Stated task
Could you rewrite the records below with every "search_for" replaced by "target" and nothing else changed? Leave the pictures out of your answer.

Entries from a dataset
──────────────────────────────

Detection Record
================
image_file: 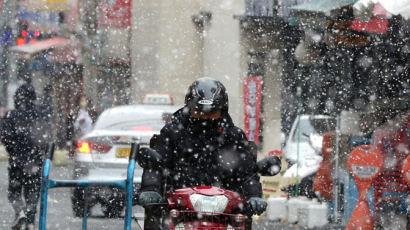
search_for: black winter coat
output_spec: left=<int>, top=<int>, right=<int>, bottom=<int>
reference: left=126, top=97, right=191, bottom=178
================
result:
left=141, top=107, right=262, bottom=197
left=0, top=87, right=50, bottom=170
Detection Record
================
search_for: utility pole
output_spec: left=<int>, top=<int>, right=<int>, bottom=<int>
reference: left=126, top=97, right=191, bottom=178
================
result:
left=0, top=0, right=19, bottom=108
left=81, top=0, right=98, bottom=104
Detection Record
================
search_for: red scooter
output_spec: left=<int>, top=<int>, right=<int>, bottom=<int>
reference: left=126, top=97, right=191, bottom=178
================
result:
left=137, top=148, right=281, bottom=230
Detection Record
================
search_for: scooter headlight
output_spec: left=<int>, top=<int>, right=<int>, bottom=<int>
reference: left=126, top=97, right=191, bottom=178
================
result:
left=189, top=194, right=228, bottom=214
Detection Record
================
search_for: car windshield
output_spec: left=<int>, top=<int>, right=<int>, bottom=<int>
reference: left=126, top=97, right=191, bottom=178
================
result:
left=95, top=119, right=165, bottom=131
left=94, top=107, right=171, bottom=131
left=292, top=118, right=336, bottom=142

──────────────────────────────

Final result
Detection Record
================
image_file: 
target: black winter coat
output_spec: left=<int>, top=<int>, right=<int>, bottom=<int>
reference: left=126, top=97, right=191, bottom=178
================
result:
left=141, top=107, right=262, bottom=197
left=0, top=87, right=50, bottom=170
Detection Record
================
target: utility pole
output_spec: left=<int>, top=<int>, right=<int>, bottom=<int>
reference: left=126, top=97, right=191, bottom=178
================
result:
left=0, top=0, right=19, bottom=108
left=81, top=0, right=98, bottom=104
Detection Record
================
target: red scooter
output_spec: left=<int>, top=<int>, right=<int>, bottom=<int>
reference: left=126, top=97, right=191, bottom=178
================
result:
left=137, top=148, right=281, bottom=230
Detection Record
================
target: scooter headlight
output_spec: left=<int>, top=<int>, right=<int>, bottom=<int>
reference: left=126, top=97, right=191, bottom=178
================
result:
left=189, top=194, right=228, bottom=214
Detection Record
================
target: car windshield
output_spec: left=<int>, top=<int>, right=<int>, bottom=<int>
reference: left=126, top=97, right=191, bottom=178
================
result:
left=95, top=119, right=165, bottom=131
left=94, top=107, right=171, bottom=131
left=292, top=118, right=336, bottom=142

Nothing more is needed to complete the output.